| SOURCE DOCUMENT |
§

If one were to examine a nautical chart of the western approaches to Juan de Fuca Straight it would be immediately obvious that in any type of heavy weather, in the fog, or even on a dark night, a 253 foot iron steamship (circa 1906) could very easily “miss” the exact turn (ESE) into the straights and plow headlong onto the rocks of Vancouver Island. In fact that is exactly what the 1600 ton SS Valencia did on January 22, 1906 with the loss of 133 of the 160 persons aboard.
Over the years so many ships have met their doom off the west coast of Vancouver Island that it has become known as the graveyard of the pacific. But it was the wreck of the SS Valencia that prompted the need for a shipwreck survivors trail so sailors that did manage to get washed up to shore (very few mariners of that era could actually swim) had at least a slight change they could make their way up the coast to the village of Bamfield, or down the coast to Port Renfrew.
And so the West Coast Trail was born. Initially the route followed a telegraph line connecting the lighthouses and villages. With the advent of modern electronic navigational equipment the trail fell into disrepair by the 1950′s. Then in 1967 the trail became part of the Pacific Rim National Park and was reopened as a recreational wilderness trail.

§

| MATERIAL SHOWN |
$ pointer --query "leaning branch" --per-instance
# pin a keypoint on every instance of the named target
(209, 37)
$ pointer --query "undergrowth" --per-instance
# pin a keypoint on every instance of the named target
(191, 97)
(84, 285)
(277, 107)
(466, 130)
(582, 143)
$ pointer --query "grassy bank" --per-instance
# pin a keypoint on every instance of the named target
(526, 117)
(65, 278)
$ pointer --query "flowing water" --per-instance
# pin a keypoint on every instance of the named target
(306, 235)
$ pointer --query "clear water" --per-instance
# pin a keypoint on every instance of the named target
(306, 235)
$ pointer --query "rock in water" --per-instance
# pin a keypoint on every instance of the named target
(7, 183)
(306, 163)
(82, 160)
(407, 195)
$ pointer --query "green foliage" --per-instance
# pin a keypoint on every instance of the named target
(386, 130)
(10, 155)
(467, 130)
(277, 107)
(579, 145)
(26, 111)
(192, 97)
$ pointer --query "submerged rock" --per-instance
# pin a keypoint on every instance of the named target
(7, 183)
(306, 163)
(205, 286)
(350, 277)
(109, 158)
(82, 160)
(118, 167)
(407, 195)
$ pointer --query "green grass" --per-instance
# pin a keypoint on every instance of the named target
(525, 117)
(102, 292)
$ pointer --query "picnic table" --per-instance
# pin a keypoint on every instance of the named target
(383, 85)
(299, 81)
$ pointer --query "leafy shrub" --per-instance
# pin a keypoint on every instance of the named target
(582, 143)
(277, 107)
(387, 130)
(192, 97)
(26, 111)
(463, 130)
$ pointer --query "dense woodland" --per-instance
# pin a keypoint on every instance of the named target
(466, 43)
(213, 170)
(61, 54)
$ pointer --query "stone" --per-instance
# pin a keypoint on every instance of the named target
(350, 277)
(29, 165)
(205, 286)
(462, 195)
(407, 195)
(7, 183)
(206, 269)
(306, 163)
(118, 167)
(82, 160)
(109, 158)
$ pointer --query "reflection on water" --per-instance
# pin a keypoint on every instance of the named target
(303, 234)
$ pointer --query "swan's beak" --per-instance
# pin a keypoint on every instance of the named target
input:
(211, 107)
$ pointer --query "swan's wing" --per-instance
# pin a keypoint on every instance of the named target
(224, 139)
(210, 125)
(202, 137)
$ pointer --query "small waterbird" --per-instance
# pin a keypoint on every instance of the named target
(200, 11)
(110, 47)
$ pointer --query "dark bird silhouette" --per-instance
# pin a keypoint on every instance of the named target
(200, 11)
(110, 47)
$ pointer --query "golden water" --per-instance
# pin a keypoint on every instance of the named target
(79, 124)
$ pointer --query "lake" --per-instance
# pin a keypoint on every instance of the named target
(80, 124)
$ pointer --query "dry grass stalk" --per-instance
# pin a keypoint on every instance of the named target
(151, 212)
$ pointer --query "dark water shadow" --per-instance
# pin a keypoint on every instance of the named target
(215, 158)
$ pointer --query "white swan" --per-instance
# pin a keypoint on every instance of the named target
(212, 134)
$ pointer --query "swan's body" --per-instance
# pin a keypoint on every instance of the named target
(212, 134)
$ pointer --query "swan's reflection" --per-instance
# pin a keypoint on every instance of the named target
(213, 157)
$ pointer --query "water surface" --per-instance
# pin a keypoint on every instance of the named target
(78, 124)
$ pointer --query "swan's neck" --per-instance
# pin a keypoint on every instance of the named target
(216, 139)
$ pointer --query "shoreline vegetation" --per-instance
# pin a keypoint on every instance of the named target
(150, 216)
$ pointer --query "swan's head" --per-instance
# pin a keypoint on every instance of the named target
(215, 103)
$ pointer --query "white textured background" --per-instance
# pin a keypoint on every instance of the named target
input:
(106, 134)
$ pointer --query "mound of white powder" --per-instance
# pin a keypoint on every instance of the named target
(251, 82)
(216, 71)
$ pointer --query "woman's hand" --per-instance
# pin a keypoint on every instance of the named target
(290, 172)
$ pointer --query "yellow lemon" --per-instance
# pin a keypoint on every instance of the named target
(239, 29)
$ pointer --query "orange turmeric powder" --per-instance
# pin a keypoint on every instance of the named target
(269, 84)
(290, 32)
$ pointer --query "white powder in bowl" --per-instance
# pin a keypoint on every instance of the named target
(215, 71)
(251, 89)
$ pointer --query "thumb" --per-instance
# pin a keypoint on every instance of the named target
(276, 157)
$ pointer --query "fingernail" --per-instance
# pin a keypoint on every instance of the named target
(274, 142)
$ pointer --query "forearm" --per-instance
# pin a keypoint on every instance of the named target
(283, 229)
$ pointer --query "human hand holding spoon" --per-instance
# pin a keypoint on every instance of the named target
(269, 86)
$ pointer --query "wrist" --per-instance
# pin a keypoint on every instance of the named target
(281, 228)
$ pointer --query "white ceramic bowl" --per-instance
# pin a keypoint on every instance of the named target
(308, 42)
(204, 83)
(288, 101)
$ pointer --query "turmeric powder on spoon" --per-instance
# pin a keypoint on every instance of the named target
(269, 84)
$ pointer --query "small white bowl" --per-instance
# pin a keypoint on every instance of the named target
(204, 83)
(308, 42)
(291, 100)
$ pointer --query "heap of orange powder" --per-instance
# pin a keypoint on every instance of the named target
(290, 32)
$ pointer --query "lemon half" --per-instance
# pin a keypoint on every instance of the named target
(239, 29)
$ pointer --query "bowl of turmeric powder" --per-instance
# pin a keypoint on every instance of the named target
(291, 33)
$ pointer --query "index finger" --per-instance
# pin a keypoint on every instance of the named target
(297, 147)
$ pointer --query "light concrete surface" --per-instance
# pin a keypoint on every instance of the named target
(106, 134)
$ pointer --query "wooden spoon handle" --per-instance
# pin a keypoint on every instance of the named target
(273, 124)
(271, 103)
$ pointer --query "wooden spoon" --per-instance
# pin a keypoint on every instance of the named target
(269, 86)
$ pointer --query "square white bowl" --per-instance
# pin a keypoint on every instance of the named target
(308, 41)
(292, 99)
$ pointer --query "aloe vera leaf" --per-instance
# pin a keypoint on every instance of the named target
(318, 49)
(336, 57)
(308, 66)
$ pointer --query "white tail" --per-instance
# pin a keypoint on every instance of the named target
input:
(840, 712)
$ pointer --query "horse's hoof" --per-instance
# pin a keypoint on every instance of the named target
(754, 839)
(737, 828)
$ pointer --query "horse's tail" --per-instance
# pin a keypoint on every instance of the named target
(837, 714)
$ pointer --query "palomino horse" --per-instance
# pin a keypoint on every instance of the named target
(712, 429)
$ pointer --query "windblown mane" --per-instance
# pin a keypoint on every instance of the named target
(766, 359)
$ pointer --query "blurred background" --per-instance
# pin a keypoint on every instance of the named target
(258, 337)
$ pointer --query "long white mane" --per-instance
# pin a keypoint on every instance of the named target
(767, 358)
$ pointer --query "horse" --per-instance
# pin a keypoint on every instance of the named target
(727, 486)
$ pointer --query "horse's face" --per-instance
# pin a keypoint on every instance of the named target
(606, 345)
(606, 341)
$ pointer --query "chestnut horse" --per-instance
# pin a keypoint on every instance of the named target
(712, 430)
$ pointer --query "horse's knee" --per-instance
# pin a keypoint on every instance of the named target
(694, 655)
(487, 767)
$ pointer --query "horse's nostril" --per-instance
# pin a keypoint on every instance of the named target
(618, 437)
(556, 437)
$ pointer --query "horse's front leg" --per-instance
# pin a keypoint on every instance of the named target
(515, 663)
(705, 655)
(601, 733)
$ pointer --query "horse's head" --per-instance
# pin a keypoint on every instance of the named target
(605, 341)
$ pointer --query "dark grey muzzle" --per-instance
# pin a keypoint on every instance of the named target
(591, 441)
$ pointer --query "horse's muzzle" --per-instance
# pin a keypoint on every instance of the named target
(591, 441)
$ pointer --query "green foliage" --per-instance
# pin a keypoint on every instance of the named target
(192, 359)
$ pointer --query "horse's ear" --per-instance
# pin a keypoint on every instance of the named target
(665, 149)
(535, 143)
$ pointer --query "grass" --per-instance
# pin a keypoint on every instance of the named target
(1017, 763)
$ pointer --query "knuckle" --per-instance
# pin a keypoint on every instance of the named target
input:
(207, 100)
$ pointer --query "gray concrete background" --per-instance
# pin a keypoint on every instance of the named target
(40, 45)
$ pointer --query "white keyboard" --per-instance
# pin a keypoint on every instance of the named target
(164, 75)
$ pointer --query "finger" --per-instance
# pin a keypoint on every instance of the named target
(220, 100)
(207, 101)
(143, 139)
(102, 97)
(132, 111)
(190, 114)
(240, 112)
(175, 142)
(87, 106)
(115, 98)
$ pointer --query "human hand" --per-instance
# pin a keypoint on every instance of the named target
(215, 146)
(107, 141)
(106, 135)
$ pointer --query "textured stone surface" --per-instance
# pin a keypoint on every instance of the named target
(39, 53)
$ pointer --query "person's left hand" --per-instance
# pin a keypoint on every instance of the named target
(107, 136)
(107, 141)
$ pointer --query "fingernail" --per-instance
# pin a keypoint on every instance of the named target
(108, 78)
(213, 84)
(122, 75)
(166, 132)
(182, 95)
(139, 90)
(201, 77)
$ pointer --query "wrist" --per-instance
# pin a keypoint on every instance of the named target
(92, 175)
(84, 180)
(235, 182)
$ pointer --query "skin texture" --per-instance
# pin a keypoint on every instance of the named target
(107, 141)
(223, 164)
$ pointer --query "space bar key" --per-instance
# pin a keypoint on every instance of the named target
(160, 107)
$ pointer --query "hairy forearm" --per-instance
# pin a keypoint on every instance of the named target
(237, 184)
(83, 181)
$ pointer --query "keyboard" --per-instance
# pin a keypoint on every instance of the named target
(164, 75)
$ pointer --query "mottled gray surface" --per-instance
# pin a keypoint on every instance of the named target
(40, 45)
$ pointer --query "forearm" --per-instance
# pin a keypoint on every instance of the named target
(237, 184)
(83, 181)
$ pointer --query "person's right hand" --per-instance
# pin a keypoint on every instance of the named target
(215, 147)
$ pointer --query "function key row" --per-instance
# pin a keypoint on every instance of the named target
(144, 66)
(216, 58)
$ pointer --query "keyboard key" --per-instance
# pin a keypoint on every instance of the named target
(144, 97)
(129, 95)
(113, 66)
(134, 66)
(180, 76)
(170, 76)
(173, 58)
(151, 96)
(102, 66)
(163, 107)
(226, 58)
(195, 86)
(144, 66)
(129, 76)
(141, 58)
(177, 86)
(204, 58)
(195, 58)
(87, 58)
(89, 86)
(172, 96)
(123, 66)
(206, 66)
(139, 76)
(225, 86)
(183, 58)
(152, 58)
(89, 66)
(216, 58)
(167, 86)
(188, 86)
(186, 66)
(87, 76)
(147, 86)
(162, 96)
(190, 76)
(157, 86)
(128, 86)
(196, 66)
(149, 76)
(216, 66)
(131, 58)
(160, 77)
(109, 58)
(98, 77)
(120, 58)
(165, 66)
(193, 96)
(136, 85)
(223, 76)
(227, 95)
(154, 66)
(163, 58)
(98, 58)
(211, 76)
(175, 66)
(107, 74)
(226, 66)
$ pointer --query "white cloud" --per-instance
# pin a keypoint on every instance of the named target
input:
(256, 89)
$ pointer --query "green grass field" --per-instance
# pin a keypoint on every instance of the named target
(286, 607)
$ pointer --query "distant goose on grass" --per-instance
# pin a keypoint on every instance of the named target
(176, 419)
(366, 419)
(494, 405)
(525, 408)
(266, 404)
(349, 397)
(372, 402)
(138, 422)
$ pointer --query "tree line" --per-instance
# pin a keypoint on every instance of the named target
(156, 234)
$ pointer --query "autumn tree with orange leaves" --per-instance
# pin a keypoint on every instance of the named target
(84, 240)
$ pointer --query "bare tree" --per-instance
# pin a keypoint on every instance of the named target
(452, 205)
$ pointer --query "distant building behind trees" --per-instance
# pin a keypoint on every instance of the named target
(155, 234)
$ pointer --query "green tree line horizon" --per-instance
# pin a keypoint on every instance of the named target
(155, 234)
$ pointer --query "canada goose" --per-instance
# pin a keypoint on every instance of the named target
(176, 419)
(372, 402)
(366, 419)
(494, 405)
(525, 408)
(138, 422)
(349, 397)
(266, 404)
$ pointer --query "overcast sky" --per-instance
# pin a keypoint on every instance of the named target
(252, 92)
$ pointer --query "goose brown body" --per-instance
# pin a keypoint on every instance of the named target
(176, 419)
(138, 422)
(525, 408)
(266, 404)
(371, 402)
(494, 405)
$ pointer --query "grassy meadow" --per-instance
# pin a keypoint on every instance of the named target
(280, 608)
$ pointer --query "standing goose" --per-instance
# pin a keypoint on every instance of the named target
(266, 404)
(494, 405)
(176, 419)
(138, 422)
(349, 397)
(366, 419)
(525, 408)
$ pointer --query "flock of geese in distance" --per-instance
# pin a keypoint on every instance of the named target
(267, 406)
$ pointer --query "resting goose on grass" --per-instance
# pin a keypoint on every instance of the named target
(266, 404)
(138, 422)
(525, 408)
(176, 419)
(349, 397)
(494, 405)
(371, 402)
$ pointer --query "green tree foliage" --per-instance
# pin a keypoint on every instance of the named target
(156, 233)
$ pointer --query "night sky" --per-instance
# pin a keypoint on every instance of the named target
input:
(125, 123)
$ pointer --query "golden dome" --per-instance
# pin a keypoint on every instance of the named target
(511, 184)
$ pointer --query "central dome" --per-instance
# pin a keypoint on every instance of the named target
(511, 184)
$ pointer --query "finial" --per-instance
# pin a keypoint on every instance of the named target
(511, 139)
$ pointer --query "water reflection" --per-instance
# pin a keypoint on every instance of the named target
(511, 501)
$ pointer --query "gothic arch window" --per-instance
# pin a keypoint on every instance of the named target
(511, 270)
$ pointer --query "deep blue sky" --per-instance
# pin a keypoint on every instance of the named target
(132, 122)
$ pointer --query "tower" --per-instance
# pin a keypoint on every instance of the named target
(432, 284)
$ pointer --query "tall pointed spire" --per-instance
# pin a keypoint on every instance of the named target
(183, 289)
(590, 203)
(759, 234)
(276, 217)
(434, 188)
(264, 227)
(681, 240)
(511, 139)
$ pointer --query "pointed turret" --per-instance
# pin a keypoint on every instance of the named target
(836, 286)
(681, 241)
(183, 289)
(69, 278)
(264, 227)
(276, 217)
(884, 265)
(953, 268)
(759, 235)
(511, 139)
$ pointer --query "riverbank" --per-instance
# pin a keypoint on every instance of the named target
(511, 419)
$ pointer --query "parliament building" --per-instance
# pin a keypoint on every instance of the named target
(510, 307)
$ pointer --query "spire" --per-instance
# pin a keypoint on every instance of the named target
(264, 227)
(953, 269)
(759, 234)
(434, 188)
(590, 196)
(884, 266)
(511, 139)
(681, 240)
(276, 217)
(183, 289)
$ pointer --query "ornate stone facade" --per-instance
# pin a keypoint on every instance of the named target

§

| STATED TASK |
Reproduce the West Coast Trail passage above word for word, from "Over the years" to "to Port Renfrew.".

| TASK RESULT |
Over the years so many ships have met their doom off the west coast of Vancouver Island that it has become known as the graveyard of the pacific. But it was the wreck of the SS Valencia that prompted the need for a shipwreck survivors trail so sailors that did manage to get washed up to shore (very few mariners of that era could actually swim) had at least a slight change they could make their way up the coast to the village of Bamfield, or down the coast to Port Renfrew.